— Problem details —
Locate each line in the data below that contains the string "rose" and copy those lines out. Treat the match as case-sensitive.

Some records
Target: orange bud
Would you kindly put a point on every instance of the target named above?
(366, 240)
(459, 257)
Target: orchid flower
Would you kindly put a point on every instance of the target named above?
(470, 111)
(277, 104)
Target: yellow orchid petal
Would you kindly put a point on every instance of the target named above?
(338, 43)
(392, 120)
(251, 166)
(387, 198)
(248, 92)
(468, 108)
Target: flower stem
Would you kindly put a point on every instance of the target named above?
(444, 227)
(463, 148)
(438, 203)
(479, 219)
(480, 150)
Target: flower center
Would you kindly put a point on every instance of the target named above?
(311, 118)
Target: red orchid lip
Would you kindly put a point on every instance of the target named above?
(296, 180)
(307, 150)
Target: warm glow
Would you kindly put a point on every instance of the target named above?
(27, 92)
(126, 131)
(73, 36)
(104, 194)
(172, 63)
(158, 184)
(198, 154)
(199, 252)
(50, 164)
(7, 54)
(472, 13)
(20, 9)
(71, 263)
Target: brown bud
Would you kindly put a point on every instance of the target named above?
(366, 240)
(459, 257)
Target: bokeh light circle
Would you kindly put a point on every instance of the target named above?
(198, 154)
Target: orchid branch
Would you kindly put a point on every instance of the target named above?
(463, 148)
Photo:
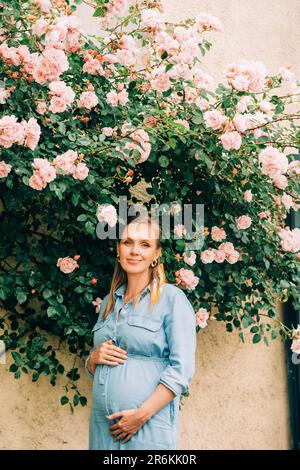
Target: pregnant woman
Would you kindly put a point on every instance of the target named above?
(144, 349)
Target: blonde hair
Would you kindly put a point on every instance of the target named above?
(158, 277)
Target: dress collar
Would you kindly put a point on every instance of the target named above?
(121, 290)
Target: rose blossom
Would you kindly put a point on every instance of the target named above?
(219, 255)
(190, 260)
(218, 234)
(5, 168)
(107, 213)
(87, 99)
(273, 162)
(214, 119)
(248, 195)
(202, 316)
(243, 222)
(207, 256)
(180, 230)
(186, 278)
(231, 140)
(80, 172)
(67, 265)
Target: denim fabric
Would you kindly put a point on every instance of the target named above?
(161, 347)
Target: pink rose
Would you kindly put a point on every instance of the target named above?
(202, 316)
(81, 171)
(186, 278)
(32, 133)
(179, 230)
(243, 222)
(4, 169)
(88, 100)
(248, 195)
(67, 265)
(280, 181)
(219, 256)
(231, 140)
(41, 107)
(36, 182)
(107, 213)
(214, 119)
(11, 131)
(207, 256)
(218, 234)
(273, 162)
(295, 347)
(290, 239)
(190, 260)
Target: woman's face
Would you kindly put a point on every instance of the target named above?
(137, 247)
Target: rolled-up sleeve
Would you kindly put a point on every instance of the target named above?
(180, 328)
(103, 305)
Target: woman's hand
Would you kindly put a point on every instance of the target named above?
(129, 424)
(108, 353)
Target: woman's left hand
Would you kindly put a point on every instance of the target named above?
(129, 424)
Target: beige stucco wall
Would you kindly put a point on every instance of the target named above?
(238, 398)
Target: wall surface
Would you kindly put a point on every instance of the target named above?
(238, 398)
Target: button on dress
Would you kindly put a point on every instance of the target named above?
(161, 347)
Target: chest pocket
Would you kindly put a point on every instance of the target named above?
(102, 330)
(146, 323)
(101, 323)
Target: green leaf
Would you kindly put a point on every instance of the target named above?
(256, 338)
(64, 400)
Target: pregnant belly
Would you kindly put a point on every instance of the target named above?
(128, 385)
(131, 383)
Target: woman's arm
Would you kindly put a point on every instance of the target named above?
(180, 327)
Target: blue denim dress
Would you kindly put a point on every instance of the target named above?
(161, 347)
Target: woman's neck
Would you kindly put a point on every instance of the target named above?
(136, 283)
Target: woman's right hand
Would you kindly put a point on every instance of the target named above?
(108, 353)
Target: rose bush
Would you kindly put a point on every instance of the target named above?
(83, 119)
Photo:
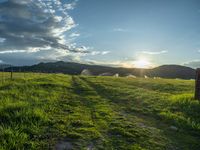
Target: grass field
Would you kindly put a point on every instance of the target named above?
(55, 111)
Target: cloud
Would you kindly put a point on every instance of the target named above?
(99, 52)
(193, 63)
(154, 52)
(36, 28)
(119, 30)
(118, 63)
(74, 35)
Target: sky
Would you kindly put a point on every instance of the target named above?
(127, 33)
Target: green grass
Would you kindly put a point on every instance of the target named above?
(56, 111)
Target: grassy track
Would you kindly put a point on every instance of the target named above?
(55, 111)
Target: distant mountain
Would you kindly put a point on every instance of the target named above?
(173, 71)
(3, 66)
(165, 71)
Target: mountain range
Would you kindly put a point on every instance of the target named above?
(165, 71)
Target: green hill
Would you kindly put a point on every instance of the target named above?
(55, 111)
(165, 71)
...
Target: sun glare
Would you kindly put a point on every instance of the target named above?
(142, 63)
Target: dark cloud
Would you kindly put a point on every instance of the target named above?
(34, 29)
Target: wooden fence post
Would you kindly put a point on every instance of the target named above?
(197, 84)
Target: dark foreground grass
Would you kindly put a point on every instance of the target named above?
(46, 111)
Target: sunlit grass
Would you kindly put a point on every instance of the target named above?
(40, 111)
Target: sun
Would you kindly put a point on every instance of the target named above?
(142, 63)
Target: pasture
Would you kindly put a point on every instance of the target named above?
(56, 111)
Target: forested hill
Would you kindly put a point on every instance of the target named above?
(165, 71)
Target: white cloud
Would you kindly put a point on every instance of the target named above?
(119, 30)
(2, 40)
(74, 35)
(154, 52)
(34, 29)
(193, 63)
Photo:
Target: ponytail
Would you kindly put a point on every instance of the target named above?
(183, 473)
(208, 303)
* * *
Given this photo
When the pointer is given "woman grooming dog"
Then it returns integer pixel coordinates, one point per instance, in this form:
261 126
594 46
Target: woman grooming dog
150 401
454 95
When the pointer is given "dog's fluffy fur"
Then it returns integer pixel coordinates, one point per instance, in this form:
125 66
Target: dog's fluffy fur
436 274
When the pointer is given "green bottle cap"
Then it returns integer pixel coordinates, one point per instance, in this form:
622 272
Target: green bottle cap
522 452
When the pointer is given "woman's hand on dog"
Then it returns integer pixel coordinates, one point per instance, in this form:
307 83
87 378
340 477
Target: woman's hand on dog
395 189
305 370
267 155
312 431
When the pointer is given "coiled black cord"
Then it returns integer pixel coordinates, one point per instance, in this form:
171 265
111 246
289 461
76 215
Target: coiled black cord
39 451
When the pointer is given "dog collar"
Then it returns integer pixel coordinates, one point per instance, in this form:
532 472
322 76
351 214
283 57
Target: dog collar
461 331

— Answer in full —
Target: rose blossom
Target: pink rose
Target: rose bush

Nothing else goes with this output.